EXERCISE DIRECTIONS: Repeat the entries that appear below, exactly and in full.

MATERIAL TO PROCESS:

....

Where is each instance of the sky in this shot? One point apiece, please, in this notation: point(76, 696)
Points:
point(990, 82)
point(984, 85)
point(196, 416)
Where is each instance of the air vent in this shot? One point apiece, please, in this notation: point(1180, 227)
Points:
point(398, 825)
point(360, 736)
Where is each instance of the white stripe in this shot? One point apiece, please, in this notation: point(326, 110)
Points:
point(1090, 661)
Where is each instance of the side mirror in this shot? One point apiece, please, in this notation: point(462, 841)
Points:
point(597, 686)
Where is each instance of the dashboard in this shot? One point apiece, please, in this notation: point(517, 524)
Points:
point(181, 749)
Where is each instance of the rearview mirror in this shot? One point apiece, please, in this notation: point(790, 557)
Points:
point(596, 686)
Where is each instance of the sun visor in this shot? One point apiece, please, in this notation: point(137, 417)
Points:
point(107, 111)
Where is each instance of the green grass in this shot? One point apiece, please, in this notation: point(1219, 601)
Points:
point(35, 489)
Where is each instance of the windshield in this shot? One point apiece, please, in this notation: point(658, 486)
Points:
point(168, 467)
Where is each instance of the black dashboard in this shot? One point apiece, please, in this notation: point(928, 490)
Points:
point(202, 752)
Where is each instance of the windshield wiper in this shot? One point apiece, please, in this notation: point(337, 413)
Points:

....

TASK RESPONSE:
Where is each instance of the sky in this shot? One point apiece, please, in this notation: point(76, 696)
Points:
point(990, 82)
point(984, 85)
point(196, 416)
Where is each instance of the air vent in this shot? One point apiece, please, in this notation: point(1180, 227)
Points:
point(398, 825)
point(360, 736)
Where is each instance of the white stripe in this shot? One point apiece, please, in this notation: point(326, 110)
Points:
point(1090, 661)
Where is each instance of the side mirror in this shot? One point apiece, please, in this notation: point(462, 841)
Points:
point(597, 686)
Where is each instance of the dashboard in this shot? One point apiece, please, in this notation: point(517, 524)
Points:
point(181, 749)
Where is each instance of the rearview mirror in this shot? One point apiece, please, in this notation: point(790, 557)
Points:
point(596, 686)
Where is each instance of the sun visor in this shot? One point apiece, please, in this notation: point(137, 417)
Points:
point(107, 111)
Where is each instance of the green grass in this shot? One point apiece, please, in this notation: point(1219, 601)
Points:
point(35, 489)
Where is each instance of the windshield in this shot? One point apiece, please, in this notation: point(658, 486)
Points:
point(168, 467)
Where is each instance of the black dashboard in this shot? One point apiece, please, in this notation: point(928, 490)
Points:
point(202, 752)
Where is each instance of the windshield wiper in this shot? One point apiece, please, in this notation: point(337, 413)
Points:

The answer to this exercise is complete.